(INFORMATION SUPPLIED):
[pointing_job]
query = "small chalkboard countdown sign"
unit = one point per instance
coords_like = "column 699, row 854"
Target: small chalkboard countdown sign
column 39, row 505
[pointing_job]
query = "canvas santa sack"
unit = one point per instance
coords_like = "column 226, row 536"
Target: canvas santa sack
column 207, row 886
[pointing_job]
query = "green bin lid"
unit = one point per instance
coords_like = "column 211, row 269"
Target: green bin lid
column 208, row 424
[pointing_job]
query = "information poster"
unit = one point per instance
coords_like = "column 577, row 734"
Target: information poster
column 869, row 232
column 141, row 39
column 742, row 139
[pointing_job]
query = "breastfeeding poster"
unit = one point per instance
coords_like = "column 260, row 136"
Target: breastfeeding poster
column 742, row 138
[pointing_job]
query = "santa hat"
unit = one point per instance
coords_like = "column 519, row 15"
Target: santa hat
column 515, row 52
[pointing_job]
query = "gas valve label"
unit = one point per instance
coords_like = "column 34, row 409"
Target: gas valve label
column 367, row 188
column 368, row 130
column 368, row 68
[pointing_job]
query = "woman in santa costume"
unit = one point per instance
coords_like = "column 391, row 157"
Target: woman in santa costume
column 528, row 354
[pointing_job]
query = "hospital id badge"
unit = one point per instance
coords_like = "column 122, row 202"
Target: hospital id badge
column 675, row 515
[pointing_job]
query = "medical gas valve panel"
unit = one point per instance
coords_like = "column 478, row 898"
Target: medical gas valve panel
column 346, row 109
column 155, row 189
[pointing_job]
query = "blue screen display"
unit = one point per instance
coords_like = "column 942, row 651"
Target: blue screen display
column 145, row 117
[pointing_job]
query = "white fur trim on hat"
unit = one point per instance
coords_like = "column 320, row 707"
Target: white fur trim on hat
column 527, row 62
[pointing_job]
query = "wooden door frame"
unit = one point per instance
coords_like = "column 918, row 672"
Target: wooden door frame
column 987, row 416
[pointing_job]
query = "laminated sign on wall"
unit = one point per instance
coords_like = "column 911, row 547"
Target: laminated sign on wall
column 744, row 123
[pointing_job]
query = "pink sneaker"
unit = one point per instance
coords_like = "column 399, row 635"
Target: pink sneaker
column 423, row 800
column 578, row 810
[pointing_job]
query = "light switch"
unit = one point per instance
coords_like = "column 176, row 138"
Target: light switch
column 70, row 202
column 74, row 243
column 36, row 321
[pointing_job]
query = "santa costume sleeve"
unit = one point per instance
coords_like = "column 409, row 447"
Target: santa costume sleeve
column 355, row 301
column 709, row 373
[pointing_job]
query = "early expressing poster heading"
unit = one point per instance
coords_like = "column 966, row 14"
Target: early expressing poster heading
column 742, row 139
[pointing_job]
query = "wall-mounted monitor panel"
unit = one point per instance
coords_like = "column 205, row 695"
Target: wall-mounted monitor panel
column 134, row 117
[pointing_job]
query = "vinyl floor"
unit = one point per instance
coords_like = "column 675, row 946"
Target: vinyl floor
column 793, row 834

(REQUEST): Extract all of the data above without altering anything.

(ANSWER TO THIS TASK):
[pointing_job]
query = "small chalkboard countdown sign"
unit = one point per instance
coords_like = "column 699, row 854"
Target: small chalkboard countdown sign
column 39, row 505
[pointing_job]
query = "canvas santa sack"
unit = one point per instance
coords_like = "column 226, row 536"
Target: canvas santa sack
column 207, row 886
[pointing_job]
query = "green bin lid"
unit = one point per instance
coords_like = "column 211, row 269"
Target: green bin lid
column 208, row 424
[pointing_job]
query = "information poster"
unit = one point per instance
coords_like = "column 577, row 734"
Target: information poster
column 869, row 232
column 141, row 39
column 742, row 139
[pointing_job]
query = "breastfeeding poster"
unit = one point per instance
coords_like = "column 260, row 136"
Target: breastfeeding poster
column 742, row 138
[pointing_job]
query = "santa hat"
unit = one point per instance
coords_like = "column 519, row 15"
Target: santa hat
column 515, row 52
[pointing_job]
query = "gas valve label"
unit = one point per instance
coords_like = "column 34, row 409"
Target: gas valve label
column 367, row 188
column 368, row 130
column 368, row 68
[pointing_job]
query = "woman in santa costume"
unit = one point per instance
coords_like = "column 391, row 157"
Target: woman in santa costume
column 528, row 354
[pointing_job]
query = "hospital id badge"
unit = one point per instance
coords_like = "column 122, row 202"
Target: hospital id badge
column 675, row 515
[pointing_job]
query = "medical gas valve panel"
unit = one point per instance
coords_like = "column 478, row 898"
Target: medical gas valve panel
column 346, row 109
column 155, row 189
[pointing_job]
query = "blue screen display"
unit = one point per instance
coords_like = "column 942, row 651"
Target: blue screen display
column 145, row 117
[pointing_job]
query = "white fur trim on hat"
unit = one point per instance
coords_like = "column 320, row 707"
Target: white fur trim on hat
column 527, row 62
[pointing_job]
query = "wooden door frame"
unit = one point per instance
coords_like = "column 918, row 672"
Target: wooden door frame
column 987, row 416
[pointing_job]
query = "laminated sign on wall"
unit = one point per instance
coords_like = "column 911, row 547"
Target: laminated sign on wall
column 744, row 123
[pointing_job]
query = "pink sneaker"
unit = one point per instance
coords_like = "column 399, row 635"
Target: pink sneaker
column 423, row 800
column 578, row 810
[pointing_job]
query = "light switch"
unit = one point per instance
coords_like = "column 176, row 138"
Target: light switch
column 70, row 202
column 74, row 243
column 36, row 321
[pointing_job]
query = "santa costume sleeve"
unit = one point per instance
coords_like = "column 409, row 447"
Target: santa costume sleeve
column 355, row 301
column 709, row 373
[pointing_job]
query = "early expressing poster heading"
unit = one point per instance
coords_like = "column 966, row 14"
Target: early expressing poster heading
column 742, row 139
[pointing_job]
query = "wall-mounted monitor panel"
unit = one point per instance
coords_like = "column 205, row 695"
Target: wall-mounted monitor panel
column 134, row 117
[pointing_job]
query = "vinyl floor"
unit = one point per instance
coords_like = "column 675, row 946"
Target: vinyl floor
column 793, row 834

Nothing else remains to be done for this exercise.